• Task: In the records, find each line where "mosaic" occurs, and copy it.

• Listed entries:

***

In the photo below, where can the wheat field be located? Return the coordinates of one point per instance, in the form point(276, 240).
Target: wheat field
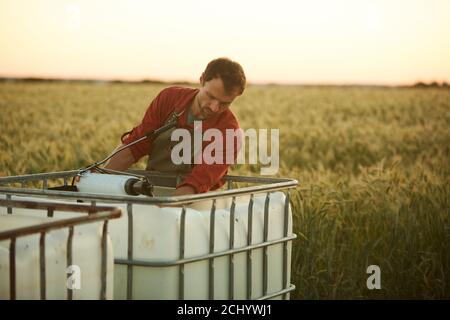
point(373, 165)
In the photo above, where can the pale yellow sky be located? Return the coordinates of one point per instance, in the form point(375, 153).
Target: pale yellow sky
point(314, 41)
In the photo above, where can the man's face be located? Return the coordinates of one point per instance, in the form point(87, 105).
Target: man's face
point(213, 99)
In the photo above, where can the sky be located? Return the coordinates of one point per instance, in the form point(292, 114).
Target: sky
point(388, 42)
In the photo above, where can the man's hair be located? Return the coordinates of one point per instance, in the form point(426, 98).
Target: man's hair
point(231, 73)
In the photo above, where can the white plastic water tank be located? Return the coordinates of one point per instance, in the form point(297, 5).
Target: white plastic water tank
point(156, 238)
point(86, 255)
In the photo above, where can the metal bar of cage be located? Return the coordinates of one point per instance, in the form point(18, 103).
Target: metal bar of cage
point(99, 213)
point(269, 185)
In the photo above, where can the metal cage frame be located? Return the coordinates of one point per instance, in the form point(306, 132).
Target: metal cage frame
point(94, 214)
point(266, 185)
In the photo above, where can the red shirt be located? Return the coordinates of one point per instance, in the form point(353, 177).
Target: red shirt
point(203, 177)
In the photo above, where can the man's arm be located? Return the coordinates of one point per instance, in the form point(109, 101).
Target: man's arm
point(121, 161)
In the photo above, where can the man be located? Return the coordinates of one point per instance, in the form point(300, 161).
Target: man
point(222, 81)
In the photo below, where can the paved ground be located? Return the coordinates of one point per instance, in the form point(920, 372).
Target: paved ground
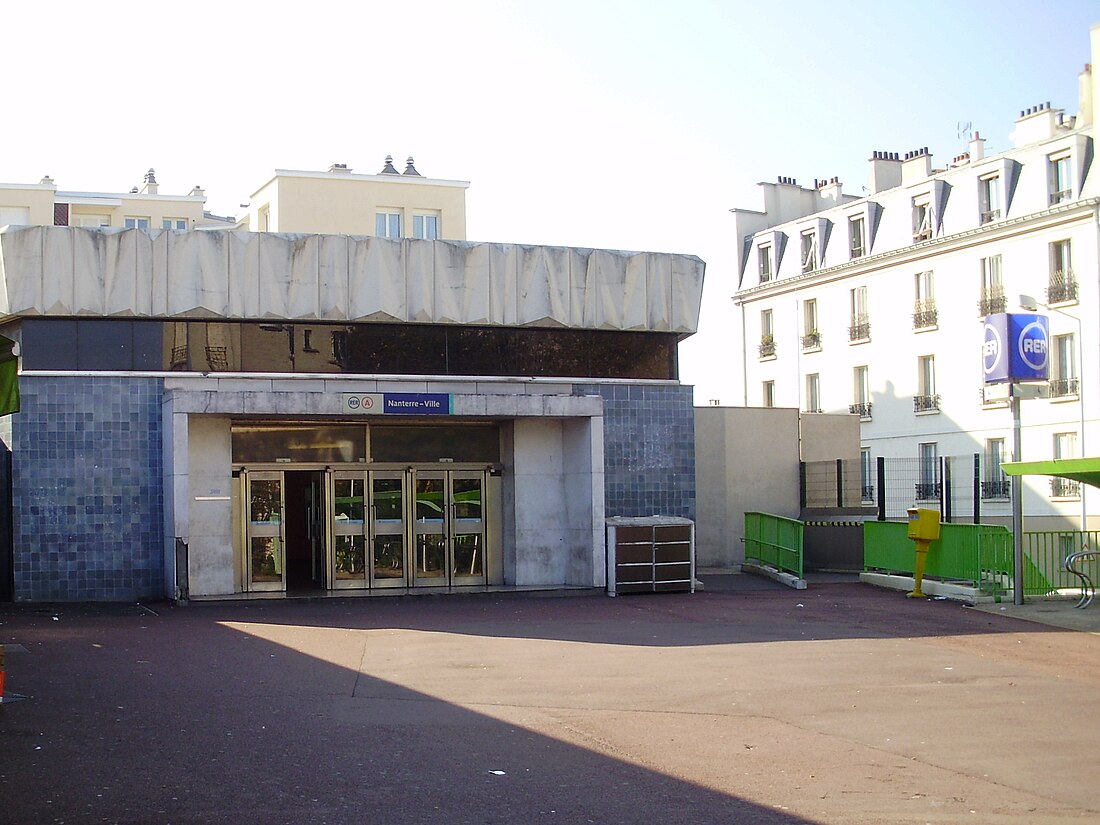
point(746, 703)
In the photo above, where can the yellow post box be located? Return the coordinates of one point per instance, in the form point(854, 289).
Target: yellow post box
point(924, 529)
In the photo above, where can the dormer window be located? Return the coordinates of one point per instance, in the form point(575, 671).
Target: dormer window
point(765, 263)
point(922, 220)
point(1060, 178)
point(989, 198)
point(809, 251)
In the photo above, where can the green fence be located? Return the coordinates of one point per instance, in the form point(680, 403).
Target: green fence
point(979, 556)
point(1048, 551)
point(773, 540)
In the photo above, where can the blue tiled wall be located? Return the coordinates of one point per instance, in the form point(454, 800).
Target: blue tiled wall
point(649, 449)
point(87, 488)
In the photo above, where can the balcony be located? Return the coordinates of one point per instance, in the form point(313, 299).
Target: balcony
point(925, 403)
point(992, 301)
point(1063, 288)
point(927, 491)
point(1065, 488)
point(860, 329)
point(1064, 387)
point(925, 315)
point(861, 408)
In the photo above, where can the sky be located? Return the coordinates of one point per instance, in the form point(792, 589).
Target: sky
point(630, 125)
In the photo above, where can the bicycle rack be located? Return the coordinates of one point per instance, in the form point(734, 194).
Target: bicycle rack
point(1088, 589)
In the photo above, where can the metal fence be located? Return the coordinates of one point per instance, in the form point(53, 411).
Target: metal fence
point(773, 540)
point(959, 486)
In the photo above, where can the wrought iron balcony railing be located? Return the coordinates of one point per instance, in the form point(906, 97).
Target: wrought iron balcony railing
point(1064, 387)
point(860, 408)
point(925, 403)
point(1000, 488)
point(1063, 288)
point(925, 315)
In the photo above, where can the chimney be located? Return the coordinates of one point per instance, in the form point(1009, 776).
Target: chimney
point(1036, 123)
point(977, 147)
point(916, 166)
point(150, 185)
point(886, 172)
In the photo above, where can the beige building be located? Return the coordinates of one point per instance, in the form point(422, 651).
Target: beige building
point(340, 201)
point(144, 207)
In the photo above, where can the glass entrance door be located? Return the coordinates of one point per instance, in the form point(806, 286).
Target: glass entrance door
point(264, 564)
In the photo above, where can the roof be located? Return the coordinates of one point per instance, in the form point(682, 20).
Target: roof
point(1082, 470)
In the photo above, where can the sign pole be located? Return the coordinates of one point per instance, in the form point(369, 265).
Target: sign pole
point(1018, 507)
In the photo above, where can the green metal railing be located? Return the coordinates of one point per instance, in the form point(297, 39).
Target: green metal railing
point(1048, 551)
point(979, 556)
point(773, 540)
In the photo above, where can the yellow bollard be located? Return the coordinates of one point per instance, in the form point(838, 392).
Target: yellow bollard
point(924, 529)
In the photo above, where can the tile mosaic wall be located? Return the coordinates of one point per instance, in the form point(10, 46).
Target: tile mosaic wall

***

• Your response:
In the photo above, where can the tile mosaic wall be located? Return the coordinates of one point per instance, in the form point(10, 46).
Target: tile mosaic wall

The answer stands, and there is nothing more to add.